## Written request
Please return these lines exactly as they are.

** start Provided data **

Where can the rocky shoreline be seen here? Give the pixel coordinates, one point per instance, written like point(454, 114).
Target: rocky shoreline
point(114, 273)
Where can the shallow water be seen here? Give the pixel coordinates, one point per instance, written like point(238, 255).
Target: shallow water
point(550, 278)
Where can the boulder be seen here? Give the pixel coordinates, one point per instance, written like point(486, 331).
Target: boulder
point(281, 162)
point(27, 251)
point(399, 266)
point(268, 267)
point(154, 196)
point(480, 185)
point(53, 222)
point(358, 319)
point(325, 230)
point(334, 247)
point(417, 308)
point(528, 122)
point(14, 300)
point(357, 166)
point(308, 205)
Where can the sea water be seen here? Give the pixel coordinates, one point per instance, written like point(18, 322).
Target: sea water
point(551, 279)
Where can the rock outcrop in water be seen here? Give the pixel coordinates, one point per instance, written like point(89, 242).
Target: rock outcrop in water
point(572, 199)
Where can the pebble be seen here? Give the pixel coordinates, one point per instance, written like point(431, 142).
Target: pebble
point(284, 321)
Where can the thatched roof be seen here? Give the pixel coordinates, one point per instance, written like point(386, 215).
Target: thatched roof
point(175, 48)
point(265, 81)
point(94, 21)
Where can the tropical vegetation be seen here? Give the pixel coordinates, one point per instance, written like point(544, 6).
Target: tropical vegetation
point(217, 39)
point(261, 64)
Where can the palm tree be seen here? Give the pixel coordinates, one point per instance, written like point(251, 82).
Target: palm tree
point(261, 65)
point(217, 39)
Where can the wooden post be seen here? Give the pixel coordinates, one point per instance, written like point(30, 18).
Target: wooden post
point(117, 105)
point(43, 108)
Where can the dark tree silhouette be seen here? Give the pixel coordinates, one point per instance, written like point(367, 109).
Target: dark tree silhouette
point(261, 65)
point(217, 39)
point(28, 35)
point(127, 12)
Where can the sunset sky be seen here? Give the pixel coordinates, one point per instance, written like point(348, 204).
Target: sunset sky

** end Provided data **

## Output for this task
Where can the rocky shoreline be seen here? Give the pixel coordinates, one point per instance, written like point(454, 114).
Target: rocky shoreline
point(114, 273)
Where can the shallow water be seen here? Give the pixel coordinates, one point per instance, written like point(238, 255).
Target: shallow water
point(550, 278)
Where can the boulder be seen here? Give the pixel coordinates, one point per instance, written like point(486, 331).
Target: boulder
point(281, 162)
point(27, 251)
point(399, 266)
point(268, 267)
point(154, 196)
point(480, 185)
point(53, 222)
point(358, 319)
point(325, 230)
point(334, 247)
point(417, 308)
point(528, 122)
point(14, 300)
point(357, 166)
point(308, 205)
Where can the sea water be seen here? Give the pixel coordinates, one point per instance, written like point(18, 322).
Target: sea water
point(551, 279)
Where can the rock outcrop in water be seen here? Give the pixel coordinates, one point per instance, written like point(89, 242).
Target: rock outcrop in water
point(572, 199)
Where can the pebble be seen here? Give the pixel coordinates, one point per instance, written like point(431, 142).
Target: pebble
point(284, 321)
Where can the thatched roof be seen here? Give the pixel coordinates, one point per instance, written like point(386, 215).
Target: thatched roof
point(175, 48)
point(265, 81)
point(94, 21)
Where can the tropical vegetation be seen here? Give the pixel coordinates, one point per instance, written like point(544, 6).
Target: tropical vegetation
point(217, 39)
point(261, 64)
Where can the palm tree be seen here? Give the pixel coordinates, one point per instance, written like point(251, 82).
Target: palm tree
point(261, 65)
point(217, 39)
Where can the wooden post be seen here? Give the pixel coordinates, one point per instance, written like point(30, 18).
Target: wooden post
point(117, 105)
point(43, 108)
Where can the dark tree silhouette be seen here? Give the pixel coordinates, one point per instance, written like point(367, 109).
Target: dark tree silhouette
point(261, 65)
point(217, 39)
point(28, 35)
point(127, 12)
Where can the sunset sky be seen here? Give the pixel coordinates, one point per instance, written like point(348, 204).
Target: sunset sky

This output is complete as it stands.